**Excerpt**
* begin *
D Pty Ltd And Ors and Sadler And Ors (Costs)

Case

[2016] FamCAFC 273

23 December 2016


FAMILY COURT OF AUSTRALIA

D PTY LTD AND ORS & SADLER AND ORS (COSTS) [2016] FamCAFC 273

FAMILY LAW – APPEAL – COSTS – Where the appellant companies seek their costs of the appeal – Financial circumstances of the parties – Conduct of the parties to the proceedings – Whether the first respondent wife was wholly unsuccessful – Where the appellants rely on offers of settlement made to the wife – Where one purported offer of settlement cannot properly be regarded as such – Application for costs dismissed – Where it would not be appropriate to issue certificates under the Federal Proceedings (Costs) Act 1981 (Cth) to either party.

Family Law Act 1975 (Cth) ss 79, 117
Federal Proceedings (Costs) Act 1981 (Cth)
* end *
**Records to process**
* begin *
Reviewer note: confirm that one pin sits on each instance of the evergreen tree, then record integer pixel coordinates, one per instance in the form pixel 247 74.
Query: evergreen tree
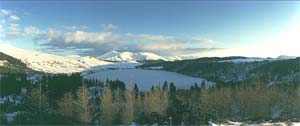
pixel 36 105
pixel 65 105
pixel 82 105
* end *
**Goals**
(a) Return the Family Court costs decision header word for word, from its title line through the final statute reference.
(b) Retype every line of the listing without changes, but leave out the picture.

**Completed exercise**
(a)
D Pty Ltd And Ors and Sadler And Ors (Costs)

Case

[2016] FamCAFC 273

23 December 2016


FAMILY COURT OF AUSTRALIA

D PTY LTD AND ORS & SADLER AND ORS (COSTS) [2016] FamCAFC 273

FAMILY LAW – APPEAL – COSTS – Where the appellant companies seek their costs of the appeal – Financial circumstances of the parties – Conduct of the parties to the proceedings – Whether the first respondent wife was wholly unsuccessful – Where the appellants rely on offers of settlement made to the wife – Where one purported offer of settlement cannot properly be regarded as such – Application for costs dismissed – Where it would not be appropriate to issue certificates under the Federal Proceedings (Costs) Act 1981 (Cth) to either party.

Family Law Act 1975 (Cth) ss 79, 117
Federal Proceedings (Costs) Act 1981 (Cth)

(b)
Reviewer note: confirm that one pin sits on each instance of the evergreen tree, then record integer pixel coordinates, one per instance in the form pixel 247 74.
Query: evergreen tree
pixel 36 105
pixel 65 105
pixel 82 105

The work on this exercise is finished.